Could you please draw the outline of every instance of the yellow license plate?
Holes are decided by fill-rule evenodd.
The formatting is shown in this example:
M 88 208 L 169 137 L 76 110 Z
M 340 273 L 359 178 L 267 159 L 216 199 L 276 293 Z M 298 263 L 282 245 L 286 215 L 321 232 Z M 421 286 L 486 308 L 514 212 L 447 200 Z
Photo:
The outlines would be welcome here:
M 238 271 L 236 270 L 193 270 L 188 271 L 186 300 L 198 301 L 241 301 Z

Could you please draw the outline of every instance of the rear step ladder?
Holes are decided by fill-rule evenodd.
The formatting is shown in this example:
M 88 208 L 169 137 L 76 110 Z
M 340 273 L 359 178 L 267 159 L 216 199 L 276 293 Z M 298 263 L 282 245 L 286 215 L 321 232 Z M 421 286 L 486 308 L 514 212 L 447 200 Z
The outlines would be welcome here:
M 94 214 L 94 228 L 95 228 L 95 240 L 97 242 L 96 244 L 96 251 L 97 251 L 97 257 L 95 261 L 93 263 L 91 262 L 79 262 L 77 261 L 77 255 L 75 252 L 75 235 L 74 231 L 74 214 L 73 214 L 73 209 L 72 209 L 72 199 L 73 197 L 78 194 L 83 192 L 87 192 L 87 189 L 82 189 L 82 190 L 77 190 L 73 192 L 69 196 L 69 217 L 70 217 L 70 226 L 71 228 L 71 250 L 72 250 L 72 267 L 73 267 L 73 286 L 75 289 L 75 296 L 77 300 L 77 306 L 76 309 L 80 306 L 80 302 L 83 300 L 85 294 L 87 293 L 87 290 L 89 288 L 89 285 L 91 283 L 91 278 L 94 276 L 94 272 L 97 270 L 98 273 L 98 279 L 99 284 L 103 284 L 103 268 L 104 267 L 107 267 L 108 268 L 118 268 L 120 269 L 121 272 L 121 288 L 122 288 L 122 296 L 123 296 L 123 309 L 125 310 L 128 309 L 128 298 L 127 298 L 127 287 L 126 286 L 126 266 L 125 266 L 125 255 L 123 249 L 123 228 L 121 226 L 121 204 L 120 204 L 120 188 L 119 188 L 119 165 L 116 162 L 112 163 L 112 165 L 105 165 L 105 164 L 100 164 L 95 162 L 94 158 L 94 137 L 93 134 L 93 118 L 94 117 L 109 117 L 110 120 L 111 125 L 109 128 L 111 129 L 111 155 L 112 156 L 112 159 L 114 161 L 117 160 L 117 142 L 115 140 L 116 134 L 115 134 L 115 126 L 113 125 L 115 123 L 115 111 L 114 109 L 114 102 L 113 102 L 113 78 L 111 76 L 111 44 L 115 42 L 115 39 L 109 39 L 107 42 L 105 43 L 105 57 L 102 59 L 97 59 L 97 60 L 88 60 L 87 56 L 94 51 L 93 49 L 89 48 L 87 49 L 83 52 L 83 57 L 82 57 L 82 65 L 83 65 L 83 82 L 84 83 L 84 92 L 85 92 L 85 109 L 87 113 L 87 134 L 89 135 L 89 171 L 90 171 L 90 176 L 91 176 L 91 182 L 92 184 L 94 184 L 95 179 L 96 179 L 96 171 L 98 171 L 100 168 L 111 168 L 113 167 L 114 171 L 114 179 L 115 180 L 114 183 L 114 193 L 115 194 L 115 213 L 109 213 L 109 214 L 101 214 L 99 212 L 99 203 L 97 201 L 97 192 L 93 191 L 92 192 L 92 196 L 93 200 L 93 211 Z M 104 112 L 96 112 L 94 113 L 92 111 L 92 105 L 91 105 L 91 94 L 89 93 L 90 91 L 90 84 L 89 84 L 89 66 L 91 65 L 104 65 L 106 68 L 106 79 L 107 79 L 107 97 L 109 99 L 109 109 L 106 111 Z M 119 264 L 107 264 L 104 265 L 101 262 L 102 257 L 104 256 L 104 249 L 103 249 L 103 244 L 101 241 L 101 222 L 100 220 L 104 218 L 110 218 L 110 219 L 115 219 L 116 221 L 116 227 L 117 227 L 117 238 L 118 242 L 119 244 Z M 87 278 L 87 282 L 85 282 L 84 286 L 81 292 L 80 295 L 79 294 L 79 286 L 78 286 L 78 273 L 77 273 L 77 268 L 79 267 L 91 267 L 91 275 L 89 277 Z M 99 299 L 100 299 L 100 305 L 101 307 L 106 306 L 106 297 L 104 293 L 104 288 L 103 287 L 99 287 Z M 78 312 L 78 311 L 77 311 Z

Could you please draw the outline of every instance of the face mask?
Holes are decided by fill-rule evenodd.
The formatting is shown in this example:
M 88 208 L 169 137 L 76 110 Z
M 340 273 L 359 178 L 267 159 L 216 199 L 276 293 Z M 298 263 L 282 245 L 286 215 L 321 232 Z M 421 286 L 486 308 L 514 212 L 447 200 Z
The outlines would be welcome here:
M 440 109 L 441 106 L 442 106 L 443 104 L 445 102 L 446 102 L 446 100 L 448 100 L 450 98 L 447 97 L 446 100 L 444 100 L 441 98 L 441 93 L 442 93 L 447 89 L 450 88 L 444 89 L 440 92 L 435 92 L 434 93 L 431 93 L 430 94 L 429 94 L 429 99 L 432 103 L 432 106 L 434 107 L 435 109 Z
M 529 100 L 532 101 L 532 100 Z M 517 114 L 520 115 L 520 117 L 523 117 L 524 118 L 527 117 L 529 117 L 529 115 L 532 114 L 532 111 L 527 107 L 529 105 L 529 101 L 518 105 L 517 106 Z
::::::
Rewrite every one of the entries above so that "Could you please draw" becomes "Please trace" wherever it occurs, keeping everything else the same.

#### Output of the task
Please trace the outline of every instance of the yellow license plate?
Holes are decided by fill-rule evenodd.
The formatting is shown in this example:
M 88 208 L 169 137 L 76 110 Z
M 340 273 L 359 178 L 267 159 L 216 199 L 276 293 Z M 298 263 L 282 245 L 286 215 L 321 232 Z M 421 286 L 486 308 L 514 212 L 447 200 Z
Photo:
The outlines would be welcome here:
M 238 271 L 236 270 L 193 270 L 188 271 L 186 300 L 198 301 L 241 301 Z

Please trace the outline of every instance of the rear step ladder?
Holes are decided by fill-rule evenodd.
The formatting is shown in this example:
M 88 208 L 169 137 L 76 110 Z
M 340 273 L 359 178 L 267 159 L 216 199 L 276 293 Z M 298 263 L 282 245 L 286 215 L 321 232 Z M 421 286 L 486 308 L 514 212 L 447 200 Z
The outlines would be welcome here:
M 94 214 L 94 228 L 95 228 L 95 240 L 97 242 L 96 244 L 96 251 L 97 251 L 97 257 L 95 261 L 93 263 L 91 262 L 79 262 L 77 261 L 77 255 L 75 252 L 75 235 L 74 231 L 74 214 L 73 214 L 73 209 L 72 209 L 72 199 L 73 197 L 78 194 L 83 192 L 87 192 L 87 189 L 82 189 L 82 190 L 77 190 L 73 192 L 69 196 L 69 217 L 70 217 L 70 226 L 71 228 L 71 250 L 72 250 L 72 267 L 73 267 L 73 286 L 75 289 L 75 296 L 77 300 L 77 306 L 76 309 L 80 306 L 80 302 L 83 300 L 85 294 L 87 293 L 87 290 L 89 288 L 89 285 L 91 283 L 91 278 L 94 276 L 94 272 L 97 270 L 98 273 L 98 279 L 99 284 L 103 284 L 103 268 L 104 267 L 107 267 L 108 268 L 118 268 L 120 269 L 121 272 L 121 288 L 122 288 L 122 296 L 123 296 L 123 309 L 125 310 L 128 309 L 128 298 L 127 298 L 127 287 L 126 286 L 126 266 L 125 266 L 125 255 L 123 249 L 123 228 L 121 226 L 121 204 L 120 204 L 120 188 L 119 188 L 119 165 L 116 162 L 112 163 L 112 165 L 105 165 L 105 164 L 100 164 L 95 162 L 94 158 L 94 137 L 93 134 L 93 118 L 94 117 L 109 117 L 110 120 L 111 125 L 109 128 L 111 129 L 111 155 L 112 156 L 112 159 L 114 161 L 117 160 L 117 142 L 115 140 L 116 134 L 115 134 L 115 126 L 113 125 L 115 123 L 115 111 L 114 109 L 114 102 L 113 102 L 113 78 L 111 76 L 111 44 L 115 42 L 115 39 L 109 39 L 107 42 L 105 43 L 105 57 L 102 59 L 97 59 L 97 60 L 88 60 L 87 56 L 94 51 L 93 49 L 89 48 L 87 49 L 83 52 L 83 57 L 82 57 L 82 65 L 83 65 L 83 82 L 84 83 L 84 92 L 85 92 L 85 109 L 87 113 L 87 134 L 89 135 L 89 171 L 90 171 L 90 176 L 91 176 L 91 182 L 92 184 L 94 184 L 95 179 L 96 179 L 96 171 L 98 171 L 100 168 L 111 168 L 113 167 L 114 171 L 114 179 L 115 180 L 114 183 L 114 193 L 115 194 L 115 213 L 109 213 L 109 214 L 101 214 L 99 212 L 99 203 L 97 201 L 97 192 L 93 191 L 92 192 L 92 196 L 93 200 L 93 211 Z M 104 112 L 96 112 L 94 113 L 92 111 L 92 105 L 91 105 L 91 94 L 89 93 L 90 91 L 90 84 L 89 84 L 89 66 L 91 65 L 104 65 L 106 68 L 106 79 L 107 79 L 107 97 L 109 99 L 109 109 L 106 111 Z M 119 264 L 107 264 L 104 265 L 101 262 L 102 257 L 104 256 L 104 249 L 103 249 L 103 244 L 101 241 L 101 222 L 100 220 L 104 218 L 110 218 L 110 219 L 115 219 L 116 221 L 116 227 L 117 227 L 117 238 L 118 242 L 119 244 Z M 87 278 L 87 282 L 85 282 L 84 286 L 81 292 L 80 295 L 79 294 L 79 286 L 78 286 L 78 273 L 77 273 L 77 268 L 79 267 L 91 267 L 91 275 L 89 277 Z M 99 299 L 100 299 L 100 305 L 101 307 L 106 306 L 106 297 L 104 293 L 104 288 L 103 287 L 99 287 Z M 78 312 L 78 311 L 77 311 Z

Please trace the outline of every instance of the face mask?
Holes are decided by fill-rule evenodd.
The formatting is shown in this example:
M 88 208 L 169 137 L 76 110 Z
M 340 273 L 359 178 L 267 159 L 216 199 L 276 293 Z M 298 263 L 282 245 L 286 215 L 321 232 Z M 421 286 L 486 308 L 514 212 L 447 200 Z
The outlines would be welcome here:
M 440 109 L 441 106 L 442 106 L 443 104 L 445 102 L 446 102 L 446 100 L 448 100 L 450 98 L 447 97 L 446 100 L 444 100 L 441 98 L 441 93 L 442 93 L 447 89 L 450 88 L 444 89 L 440 92 L 435 92 L 434 93 L 431 93 L 430 94 L 429 94 L 429 99 L 432 103 L 432 106 L 434 107 L 435 109 Z
M 529 100 L 532 101 L 532 100 Z M 517 114 L 520 115 L 520 117 L 523 117 L 524 118 L 527 117 L 529 117 L 529 115 L 532 114 L 532 111 L 527 107 L 529 105 L 529 101 L 518 105 L 517 106 Z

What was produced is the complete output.